(PROBLEM DESCRIPTION) Repeat the lines beginning at the one with "Mark one point on every instance of the rock" and running to the end of the material, keeping the first and last of them, exactly as they appear.

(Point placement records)
================================
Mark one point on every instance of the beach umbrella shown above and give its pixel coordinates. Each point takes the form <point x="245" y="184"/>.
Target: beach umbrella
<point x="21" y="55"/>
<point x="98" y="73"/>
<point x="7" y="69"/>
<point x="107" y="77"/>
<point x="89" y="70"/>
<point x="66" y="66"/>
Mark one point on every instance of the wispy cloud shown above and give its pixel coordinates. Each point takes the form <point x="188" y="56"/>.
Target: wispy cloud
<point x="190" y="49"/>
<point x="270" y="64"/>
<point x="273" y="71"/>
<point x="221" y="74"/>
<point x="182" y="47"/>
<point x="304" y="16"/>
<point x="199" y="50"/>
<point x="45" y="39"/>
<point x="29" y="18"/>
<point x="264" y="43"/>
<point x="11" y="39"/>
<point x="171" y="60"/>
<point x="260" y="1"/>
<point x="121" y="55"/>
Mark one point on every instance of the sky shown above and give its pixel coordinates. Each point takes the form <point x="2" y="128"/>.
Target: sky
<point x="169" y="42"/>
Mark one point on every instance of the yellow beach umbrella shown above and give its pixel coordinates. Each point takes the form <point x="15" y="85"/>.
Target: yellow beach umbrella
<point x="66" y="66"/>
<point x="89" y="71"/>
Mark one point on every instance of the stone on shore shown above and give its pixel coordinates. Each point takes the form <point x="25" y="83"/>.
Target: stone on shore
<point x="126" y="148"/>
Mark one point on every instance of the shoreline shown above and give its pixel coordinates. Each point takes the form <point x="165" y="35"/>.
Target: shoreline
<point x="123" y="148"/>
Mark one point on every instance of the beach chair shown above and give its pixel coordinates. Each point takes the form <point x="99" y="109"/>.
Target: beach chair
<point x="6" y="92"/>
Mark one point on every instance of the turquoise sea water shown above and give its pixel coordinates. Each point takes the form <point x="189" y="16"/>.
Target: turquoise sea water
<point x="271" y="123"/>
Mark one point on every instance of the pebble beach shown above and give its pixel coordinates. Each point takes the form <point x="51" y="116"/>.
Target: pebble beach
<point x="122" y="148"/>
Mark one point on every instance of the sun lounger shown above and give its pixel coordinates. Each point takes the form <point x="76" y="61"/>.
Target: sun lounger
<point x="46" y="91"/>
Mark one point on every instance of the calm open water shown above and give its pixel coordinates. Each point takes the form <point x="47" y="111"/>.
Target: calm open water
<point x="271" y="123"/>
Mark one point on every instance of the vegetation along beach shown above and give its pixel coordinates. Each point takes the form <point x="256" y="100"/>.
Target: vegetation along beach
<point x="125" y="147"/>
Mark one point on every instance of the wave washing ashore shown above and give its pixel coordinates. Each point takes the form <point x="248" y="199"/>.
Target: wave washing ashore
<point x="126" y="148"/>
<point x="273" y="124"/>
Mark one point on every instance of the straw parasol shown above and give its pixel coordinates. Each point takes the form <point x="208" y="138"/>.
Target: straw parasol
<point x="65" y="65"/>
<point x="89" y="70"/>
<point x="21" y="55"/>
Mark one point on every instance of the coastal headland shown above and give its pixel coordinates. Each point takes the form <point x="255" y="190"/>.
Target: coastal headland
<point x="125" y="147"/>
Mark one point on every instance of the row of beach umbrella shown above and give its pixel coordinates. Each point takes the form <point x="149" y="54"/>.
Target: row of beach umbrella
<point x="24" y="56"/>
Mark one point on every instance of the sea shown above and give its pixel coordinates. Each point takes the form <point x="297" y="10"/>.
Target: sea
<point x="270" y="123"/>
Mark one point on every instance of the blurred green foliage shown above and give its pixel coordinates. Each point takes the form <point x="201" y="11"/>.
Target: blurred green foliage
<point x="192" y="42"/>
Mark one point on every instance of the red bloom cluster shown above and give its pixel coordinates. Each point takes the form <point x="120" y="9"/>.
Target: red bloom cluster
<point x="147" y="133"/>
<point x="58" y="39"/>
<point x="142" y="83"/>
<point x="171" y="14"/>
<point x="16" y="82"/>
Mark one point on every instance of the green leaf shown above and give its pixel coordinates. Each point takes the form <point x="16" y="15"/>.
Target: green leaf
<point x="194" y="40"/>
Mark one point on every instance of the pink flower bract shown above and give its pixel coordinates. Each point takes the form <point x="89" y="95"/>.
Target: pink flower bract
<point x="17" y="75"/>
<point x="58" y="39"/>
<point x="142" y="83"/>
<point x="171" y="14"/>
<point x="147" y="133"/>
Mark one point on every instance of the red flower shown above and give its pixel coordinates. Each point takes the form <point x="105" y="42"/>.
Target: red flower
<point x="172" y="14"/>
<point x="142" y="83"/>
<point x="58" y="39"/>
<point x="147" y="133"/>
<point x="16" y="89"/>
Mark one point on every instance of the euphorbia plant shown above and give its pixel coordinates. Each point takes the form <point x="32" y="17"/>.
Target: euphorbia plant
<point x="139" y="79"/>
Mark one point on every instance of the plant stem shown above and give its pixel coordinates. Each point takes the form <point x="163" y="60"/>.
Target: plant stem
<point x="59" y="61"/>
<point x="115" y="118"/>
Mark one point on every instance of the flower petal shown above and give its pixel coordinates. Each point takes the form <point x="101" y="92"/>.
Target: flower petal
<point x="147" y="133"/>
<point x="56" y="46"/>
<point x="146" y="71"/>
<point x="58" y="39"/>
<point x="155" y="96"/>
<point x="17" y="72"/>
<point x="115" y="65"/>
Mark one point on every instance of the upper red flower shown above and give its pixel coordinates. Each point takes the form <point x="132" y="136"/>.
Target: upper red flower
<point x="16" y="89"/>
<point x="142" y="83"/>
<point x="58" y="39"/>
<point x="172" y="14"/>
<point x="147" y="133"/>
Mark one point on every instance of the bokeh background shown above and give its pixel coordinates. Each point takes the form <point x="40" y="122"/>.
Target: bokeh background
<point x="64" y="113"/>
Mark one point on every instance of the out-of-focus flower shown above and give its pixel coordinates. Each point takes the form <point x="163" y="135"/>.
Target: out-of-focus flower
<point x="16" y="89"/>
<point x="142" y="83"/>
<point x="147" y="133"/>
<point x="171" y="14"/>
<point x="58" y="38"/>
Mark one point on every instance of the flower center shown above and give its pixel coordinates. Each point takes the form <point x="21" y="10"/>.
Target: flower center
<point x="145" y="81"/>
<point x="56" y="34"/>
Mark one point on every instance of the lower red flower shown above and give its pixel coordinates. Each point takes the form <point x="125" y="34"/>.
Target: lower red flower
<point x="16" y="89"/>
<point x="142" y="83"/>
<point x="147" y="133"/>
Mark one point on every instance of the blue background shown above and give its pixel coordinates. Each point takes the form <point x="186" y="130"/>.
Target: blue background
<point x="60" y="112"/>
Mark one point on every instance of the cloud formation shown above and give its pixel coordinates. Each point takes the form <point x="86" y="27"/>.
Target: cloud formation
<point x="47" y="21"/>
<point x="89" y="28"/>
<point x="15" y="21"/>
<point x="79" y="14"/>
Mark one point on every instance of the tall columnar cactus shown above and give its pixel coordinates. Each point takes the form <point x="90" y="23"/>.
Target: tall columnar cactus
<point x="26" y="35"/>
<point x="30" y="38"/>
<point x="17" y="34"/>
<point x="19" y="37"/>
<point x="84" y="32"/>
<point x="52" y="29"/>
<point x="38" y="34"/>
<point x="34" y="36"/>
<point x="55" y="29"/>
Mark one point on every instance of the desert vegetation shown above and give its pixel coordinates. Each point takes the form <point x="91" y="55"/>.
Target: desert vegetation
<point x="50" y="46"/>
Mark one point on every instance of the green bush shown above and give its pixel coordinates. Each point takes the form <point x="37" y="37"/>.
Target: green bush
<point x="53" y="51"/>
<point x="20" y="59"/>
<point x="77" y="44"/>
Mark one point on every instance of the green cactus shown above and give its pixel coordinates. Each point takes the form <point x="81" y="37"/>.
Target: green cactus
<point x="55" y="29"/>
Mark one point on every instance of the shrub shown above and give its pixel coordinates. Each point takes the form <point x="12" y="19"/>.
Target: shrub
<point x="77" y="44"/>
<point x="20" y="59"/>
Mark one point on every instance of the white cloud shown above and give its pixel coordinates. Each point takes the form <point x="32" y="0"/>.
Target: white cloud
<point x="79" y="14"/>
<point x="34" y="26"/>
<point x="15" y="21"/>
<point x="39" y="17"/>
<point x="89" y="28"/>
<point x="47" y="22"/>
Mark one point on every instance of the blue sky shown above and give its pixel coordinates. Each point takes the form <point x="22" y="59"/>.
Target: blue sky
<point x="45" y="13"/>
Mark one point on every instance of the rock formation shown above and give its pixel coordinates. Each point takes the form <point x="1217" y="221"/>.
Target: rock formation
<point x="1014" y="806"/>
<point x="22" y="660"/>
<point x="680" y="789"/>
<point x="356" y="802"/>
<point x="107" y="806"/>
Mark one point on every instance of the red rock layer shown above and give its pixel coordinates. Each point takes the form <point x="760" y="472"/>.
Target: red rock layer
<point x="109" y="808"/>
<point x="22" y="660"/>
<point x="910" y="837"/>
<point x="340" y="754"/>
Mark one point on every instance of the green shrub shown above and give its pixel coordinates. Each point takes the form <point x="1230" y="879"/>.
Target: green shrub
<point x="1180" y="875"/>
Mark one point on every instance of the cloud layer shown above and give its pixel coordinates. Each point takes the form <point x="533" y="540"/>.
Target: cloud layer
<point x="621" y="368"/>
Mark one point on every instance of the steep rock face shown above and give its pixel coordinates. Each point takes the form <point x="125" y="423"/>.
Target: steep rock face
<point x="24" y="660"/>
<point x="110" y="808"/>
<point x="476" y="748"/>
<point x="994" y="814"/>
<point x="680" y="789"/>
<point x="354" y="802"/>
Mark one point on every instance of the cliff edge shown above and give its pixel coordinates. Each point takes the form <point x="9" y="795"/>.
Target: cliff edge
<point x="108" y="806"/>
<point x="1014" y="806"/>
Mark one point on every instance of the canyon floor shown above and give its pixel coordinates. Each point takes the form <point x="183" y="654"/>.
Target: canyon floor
================================
(TASK RESULT)
Mark one point on every instance of the rock formation shown above and give its pixel coordinates. Each point takes the form <point x="1217" y="221"/>.
Target: rock formation
<point x="1014" y="806"/>
<point x="22" y="660"/>
<point x="680" y="789"/>
<point x="356" y="802"/>
<point x="107" y="806"/>
Mark one point on every instance of the red rock layer shown above and give its pixel coordinates. Each point takes the form <point x="760" y="472"/>.
Target: red rock layer
<point x="109" y="808"/>
<point x="22" y="660"/>
<point x="910" y="837"/>
<point x="340" y="754"/>
Mark one point on every instance of the green shrub shown above and give its pixel coordinates. Each point takes the form <point x="1230" y="879"/>.
Target: green shrub
<point x="1180" y="875"/>
Mark one point on every instance of the cloud layer shown above and give its pixel coordinates. Each point takes the form <point x="533" y="540"/>.
Target: cloud layer
<point x="621" y="368"/>
Mark one point on every instance of the steep rock face shown above and give its pixel coordinates. Each point takes the form <point x="125" y="423"/>.
Target: steep rock face
<point x="24" y="660"/>
<point x="110" y="808"/>
<point x="476" y="748"/>
<point x="994" y="814"/>
<point x="680" y="789"/>
<point x="354" y="802"/>
Mark one point on every instance of the cliff edge shown above and give its pixel coordinates. Each point takes the form <point x="9" y="795"/>.
Target: cliff edge
<point x="108" y="806"/>
<point x="1014" y="806"/>
Mark one point on every instance of the canyon floor shown above and give its pixel coordinates. Each point takes the form <point x="183" y="654"/>.
Target: canyon floor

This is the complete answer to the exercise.